Written problem: Everything from the line holding "reads [[654, 173]]." through the last line below must be repeated exactly, and nothing else.
|---|
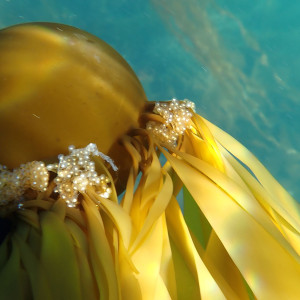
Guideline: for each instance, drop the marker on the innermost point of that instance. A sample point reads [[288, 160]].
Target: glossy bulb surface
[[62, 86]]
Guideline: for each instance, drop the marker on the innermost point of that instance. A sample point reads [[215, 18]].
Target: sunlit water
[[238, 62]]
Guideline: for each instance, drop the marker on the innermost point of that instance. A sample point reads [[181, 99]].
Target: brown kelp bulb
[[62, 86]]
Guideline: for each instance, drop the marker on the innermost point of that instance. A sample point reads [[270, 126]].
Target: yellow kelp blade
[[212, 252], [193, 281], [100, 253], [280, 198], [14, 280], [147, 260], [57, 249], [242, 197], [270, 271]]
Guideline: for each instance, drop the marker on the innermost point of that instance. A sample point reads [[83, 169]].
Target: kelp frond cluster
[[235, 237]]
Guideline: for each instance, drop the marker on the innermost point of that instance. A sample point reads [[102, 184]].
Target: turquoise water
[[238, 62]]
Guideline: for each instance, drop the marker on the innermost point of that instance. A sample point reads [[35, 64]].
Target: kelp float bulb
[[62, 86]]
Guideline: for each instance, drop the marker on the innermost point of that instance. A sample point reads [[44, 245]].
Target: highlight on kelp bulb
[[93, 208]]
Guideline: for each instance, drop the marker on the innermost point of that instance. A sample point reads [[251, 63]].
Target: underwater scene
[[149, 150], [236, 61]]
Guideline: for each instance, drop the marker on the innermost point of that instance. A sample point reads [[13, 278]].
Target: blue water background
[[238, 60]]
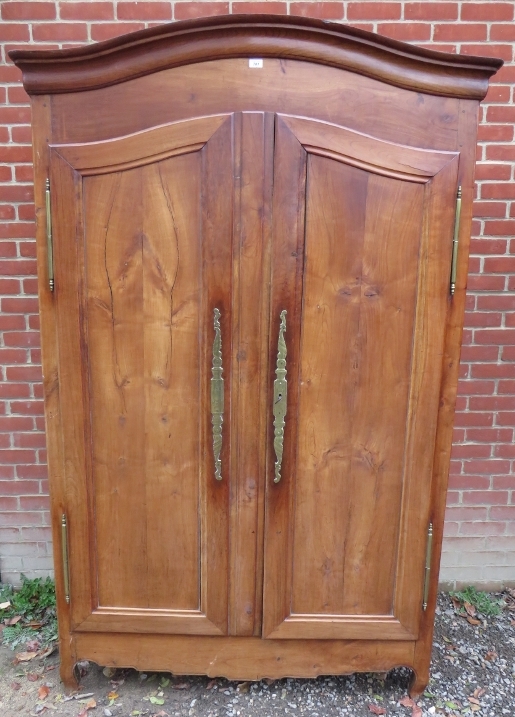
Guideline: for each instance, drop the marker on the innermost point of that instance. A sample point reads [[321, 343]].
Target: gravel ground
[[473, 671]]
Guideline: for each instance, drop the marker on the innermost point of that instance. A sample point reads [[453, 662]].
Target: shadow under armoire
[[252, 241]]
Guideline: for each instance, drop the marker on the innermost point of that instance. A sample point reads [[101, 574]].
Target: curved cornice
[[295, 38]]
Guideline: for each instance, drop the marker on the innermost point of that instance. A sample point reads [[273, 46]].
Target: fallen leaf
[[24, 656], [156, 700], [90, 705], [406, 702], [471, 610], [43, 692], [12, 620]]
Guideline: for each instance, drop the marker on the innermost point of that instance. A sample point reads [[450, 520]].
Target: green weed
[[31, 614], [483, 602]]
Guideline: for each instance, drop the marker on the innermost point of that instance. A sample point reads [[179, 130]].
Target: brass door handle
[[280, 398], [217, 395]]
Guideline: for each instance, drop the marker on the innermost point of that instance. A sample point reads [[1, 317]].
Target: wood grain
[[183, 43]]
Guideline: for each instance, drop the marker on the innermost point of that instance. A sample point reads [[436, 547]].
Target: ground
[[473, 671]]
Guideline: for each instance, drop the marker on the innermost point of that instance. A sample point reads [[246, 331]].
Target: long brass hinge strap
[[427, 576], [217, 395], [455, 241], [49, 246], [66, 566]]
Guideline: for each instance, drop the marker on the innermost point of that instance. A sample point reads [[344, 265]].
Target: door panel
[[374, 244], [144, 277]]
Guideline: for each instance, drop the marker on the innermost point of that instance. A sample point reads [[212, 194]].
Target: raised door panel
[[371, 245], [142, 262]]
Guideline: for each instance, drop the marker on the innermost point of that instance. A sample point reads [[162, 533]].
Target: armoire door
[[142, 263], [362, 236]]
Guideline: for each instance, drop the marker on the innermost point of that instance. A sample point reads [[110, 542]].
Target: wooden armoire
[[252, 241]]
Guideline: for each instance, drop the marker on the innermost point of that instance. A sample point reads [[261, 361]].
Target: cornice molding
[[285, 37]]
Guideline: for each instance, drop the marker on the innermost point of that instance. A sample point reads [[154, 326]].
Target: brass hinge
[[454, 264], [427, 576], [66, 566], [49, 246]]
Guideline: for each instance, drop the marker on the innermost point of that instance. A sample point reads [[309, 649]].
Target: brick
[[500, 227], [431, 11], [17, 456], [481, 527], [488, 11], [502, 190], [488, 245], [504, 451], [22, 338], [13, 356], [31, 471], [14, 390], [500, 264], [502, 33], [108, 30], [35, 502], [466, 513], [186, 10], [472, 450], [60, 32], [273, 8], [507, 482], [489, 467], [489, 435], [15, 32], [496, 172], [459, 32], [479, 319], [505, 370], [502, 512], [408, 32], [495, 133], [86, 10], [459, 482], [17, 305], [28, 10], [29, 440], [321, 10], [374, 11], [503, 52], [489, 209], [144, 10], [27, 408], [24, 373], [484, 497], [485, 283], [474, 419], [482, 388], [494, 336], [479, 353]]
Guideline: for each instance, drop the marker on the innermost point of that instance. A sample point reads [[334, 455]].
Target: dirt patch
[[473, 671]]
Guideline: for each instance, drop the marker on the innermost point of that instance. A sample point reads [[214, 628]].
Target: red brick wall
[[480, 543]]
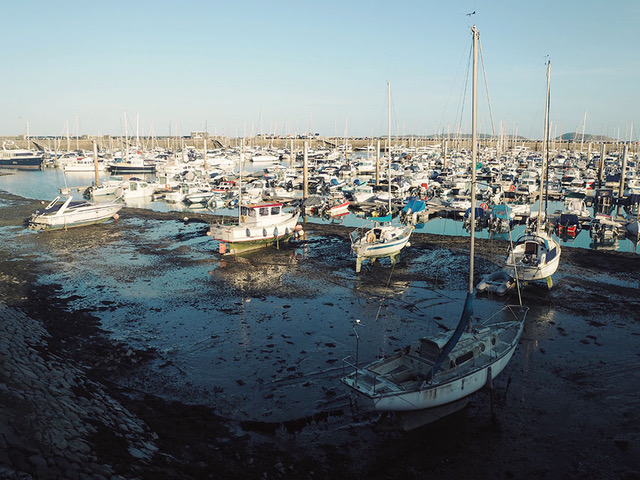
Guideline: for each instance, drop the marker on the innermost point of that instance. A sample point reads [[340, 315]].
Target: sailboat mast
[[545, 154], [474, 151], [389, 141]]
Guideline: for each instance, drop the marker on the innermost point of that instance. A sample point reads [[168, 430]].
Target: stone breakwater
[[52, 415]]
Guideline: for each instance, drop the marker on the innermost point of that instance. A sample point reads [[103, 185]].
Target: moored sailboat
[[383, 239]]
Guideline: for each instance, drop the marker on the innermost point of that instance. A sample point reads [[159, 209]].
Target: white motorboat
[[72, 214], [258, 225], [439, 372]]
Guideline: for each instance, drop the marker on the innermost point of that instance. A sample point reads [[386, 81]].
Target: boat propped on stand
[[439, 373], [383, 240], [536, 256], [67, 214], [258, 225]]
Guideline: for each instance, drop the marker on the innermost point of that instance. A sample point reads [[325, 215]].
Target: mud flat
[[88, 388]]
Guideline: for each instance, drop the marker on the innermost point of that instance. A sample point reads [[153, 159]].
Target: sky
[[240, 68]]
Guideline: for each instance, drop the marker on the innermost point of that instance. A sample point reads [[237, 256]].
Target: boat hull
[[34, 163], [73, 218], [244, 237], [372, 250], [378, 382]]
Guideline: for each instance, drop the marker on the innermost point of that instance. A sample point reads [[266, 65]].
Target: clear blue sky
[[243, 67]]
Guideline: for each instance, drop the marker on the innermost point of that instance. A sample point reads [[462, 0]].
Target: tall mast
[[389, 141], [474, 151], [545, 155]]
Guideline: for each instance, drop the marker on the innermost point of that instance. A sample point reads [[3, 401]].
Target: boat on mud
[[67, 214]]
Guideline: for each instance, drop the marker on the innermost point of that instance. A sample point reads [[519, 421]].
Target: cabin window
[[464, 358], [531, 248]]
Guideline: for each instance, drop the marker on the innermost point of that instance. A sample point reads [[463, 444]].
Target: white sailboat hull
[[537, 262], [393, 384], [378, 247]]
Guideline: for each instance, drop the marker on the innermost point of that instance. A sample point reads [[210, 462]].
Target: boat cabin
[[261, 214]]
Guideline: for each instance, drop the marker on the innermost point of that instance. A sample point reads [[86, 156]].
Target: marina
[[261, 337]]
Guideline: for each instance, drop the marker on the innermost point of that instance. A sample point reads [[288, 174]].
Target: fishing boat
[[336, 205], [258, 225], [67, 214], [536, 255], [383, 239], [436, 372]]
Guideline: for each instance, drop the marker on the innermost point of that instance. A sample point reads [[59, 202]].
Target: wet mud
[[234, 363]]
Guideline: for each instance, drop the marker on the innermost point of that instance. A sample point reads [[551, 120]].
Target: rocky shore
[[568, 408]]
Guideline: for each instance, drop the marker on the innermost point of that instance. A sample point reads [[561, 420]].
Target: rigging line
[[384, 292], [486, 86], [464, 90], [515, 268], [453, 84]]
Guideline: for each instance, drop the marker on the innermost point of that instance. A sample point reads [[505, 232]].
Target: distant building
[[199, 135]]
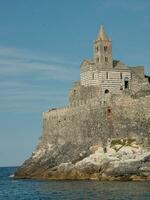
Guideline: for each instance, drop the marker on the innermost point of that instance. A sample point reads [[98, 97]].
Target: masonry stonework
[[108, 107]]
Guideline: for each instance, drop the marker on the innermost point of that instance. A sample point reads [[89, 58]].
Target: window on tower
[[97, 59], [121, 75], [105, 48], [106, 75], [93, 76], [106, 59], [97, 49]]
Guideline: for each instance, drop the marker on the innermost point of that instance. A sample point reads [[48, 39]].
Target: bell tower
[[103, 50]]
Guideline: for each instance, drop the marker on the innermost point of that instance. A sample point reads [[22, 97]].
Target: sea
[[27, 189]]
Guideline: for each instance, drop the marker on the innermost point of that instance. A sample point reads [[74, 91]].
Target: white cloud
[[26, 79]]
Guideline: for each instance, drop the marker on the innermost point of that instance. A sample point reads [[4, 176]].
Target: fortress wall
[[95, 123], [113, 81]]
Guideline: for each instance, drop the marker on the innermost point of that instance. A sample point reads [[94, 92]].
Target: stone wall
[[96, 123]]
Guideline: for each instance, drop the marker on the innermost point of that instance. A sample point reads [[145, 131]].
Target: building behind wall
[[102, 76]]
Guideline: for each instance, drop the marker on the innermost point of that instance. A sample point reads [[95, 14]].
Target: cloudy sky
[[42, 43]]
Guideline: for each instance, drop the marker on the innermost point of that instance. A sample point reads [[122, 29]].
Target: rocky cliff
[[97, 140]]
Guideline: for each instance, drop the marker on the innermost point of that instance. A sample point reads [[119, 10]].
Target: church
[[102, 75]]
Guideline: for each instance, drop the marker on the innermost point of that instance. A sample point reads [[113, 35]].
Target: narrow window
[[105, 48], [106, 59], [121, 75], [93, 76], [126, 84], [106, 91], [106, 75]]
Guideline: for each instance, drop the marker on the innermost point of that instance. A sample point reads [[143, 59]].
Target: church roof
[[102, 35]]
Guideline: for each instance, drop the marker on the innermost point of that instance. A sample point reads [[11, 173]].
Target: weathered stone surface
[[104, 132]]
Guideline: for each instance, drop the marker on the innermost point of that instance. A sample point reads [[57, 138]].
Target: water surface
[[69, 190]]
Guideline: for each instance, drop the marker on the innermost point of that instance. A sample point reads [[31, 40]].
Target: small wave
[[11, 176]]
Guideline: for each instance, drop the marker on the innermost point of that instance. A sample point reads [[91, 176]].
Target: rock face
[[94, 142], [104, 132], [122, 159]]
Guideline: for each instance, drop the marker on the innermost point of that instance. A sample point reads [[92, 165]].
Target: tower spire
[[102, 35]]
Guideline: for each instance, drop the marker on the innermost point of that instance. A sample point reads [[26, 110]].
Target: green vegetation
[[122, 142]]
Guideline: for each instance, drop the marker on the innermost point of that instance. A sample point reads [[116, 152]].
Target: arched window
[[93, 76], [106, 75], [106, 59], [105, 48], [121, 75], [97, 59], [106, 91]]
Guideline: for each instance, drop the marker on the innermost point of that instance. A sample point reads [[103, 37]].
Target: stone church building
[[102, 76]]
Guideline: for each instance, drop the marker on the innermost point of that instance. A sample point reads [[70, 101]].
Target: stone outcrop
[[94, 142]]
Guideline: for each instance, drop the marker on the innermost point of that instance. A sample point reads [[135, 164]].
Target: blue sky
[[42, 43]]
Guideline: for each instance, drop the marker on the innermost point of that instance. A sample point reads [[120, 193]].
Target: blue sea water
[[69, 190]]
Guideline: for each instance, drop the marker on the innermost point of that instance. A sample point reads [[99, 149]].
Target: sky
[[42, 43]]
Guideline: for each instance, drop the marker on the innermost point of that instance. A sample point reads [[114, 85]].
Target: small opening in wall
[[121, 75], [109, 110], [106, 59], [106, 75], [105, 48], [106, 91], [93, 76], [126, 84]]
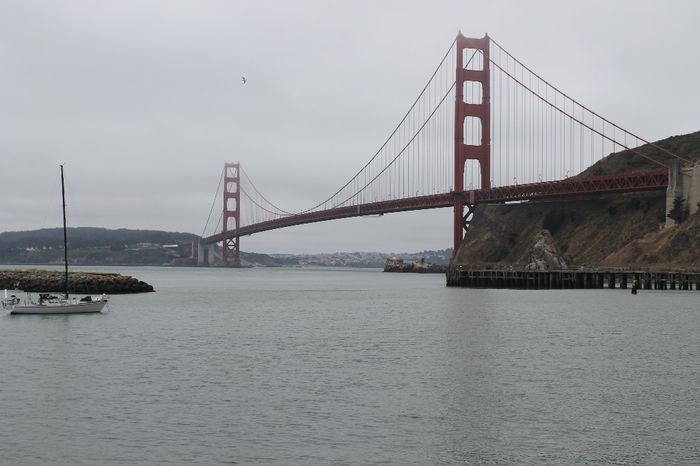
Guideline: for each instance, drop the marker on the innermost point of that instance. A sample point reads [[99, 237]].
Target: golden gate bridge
[[485, 128]]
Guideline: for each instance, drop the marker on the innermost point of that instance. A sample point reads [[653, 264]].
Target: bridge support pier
[[232, 214], [477, 73]]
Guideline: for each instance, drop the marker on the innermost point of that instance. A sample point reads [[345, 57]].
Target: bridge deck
[[641, 181]]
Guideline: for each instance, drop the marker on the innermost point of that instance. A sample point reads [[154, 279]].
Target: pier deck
[[571, 279]]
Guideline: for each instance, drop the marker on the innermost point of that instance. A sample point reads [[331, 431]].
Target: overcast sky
[[143, 100]]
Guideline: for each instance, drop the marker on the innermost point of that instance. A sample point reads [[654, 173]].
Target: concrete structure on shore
[[683, 182]]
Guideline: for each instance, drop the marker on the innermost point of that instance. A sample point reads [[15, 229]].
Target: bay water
[[352, 366]]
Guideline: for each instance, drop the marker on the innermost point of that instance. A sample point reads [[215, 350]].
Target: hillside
[[593, 231], [97, 246], [100, 246]]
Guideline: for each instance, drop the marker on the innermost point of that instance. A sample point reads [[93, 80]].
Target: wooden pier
[[571, 279]]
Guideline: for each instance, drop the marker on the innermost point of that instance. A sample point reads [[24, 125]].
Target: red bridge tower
[[232, 213], [481, 110]]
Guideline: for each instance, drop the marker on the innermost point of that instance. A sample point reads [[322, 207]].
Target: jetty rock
[[78, 282]]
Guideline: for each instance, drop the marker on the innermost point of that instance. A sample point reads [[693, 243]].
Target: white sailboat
[[50, 304]]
|---|
Solution:
Guideline: for each instance, drop the marker on the innermost point of that instance. A sample point reads [[654, 173]].
Target: concrete structure on shore
[[683, 182]]
Guideline: for each instance, drop the marker on the innermost point of that instance. A sample point reads [[15, 229]].
Target: bay water
[[352, 366]]
Guideline: for each instance, drop the marker on the innermost point of that instance. A sample point reads [[215, 350]].
Target: hillside
[[593, 231], [97, 246], [100, 246]]
Guideline: for each instance, drop the marker on the innermost point of that instance. A sample point reads [[93, 80]].
Target: wooden pier
[[571, 279]]
Guideline: for each instance, drop the marker on the innermost point of that instance. A sample point reads [[24, 125]].
Target: red bridge tower
[[232, 213], [481, 110]]
Guideline: for each instance, drop the marker on the innermost point of that instance. A sample point reads [[322, 207]].
Target: jetty rock
[[78, 282]]
Guideline: for each instance, drop the marker on the innermost point of that instance. A sample point reads [[693, 243]].
Target: white sailboat
[[50, 304]]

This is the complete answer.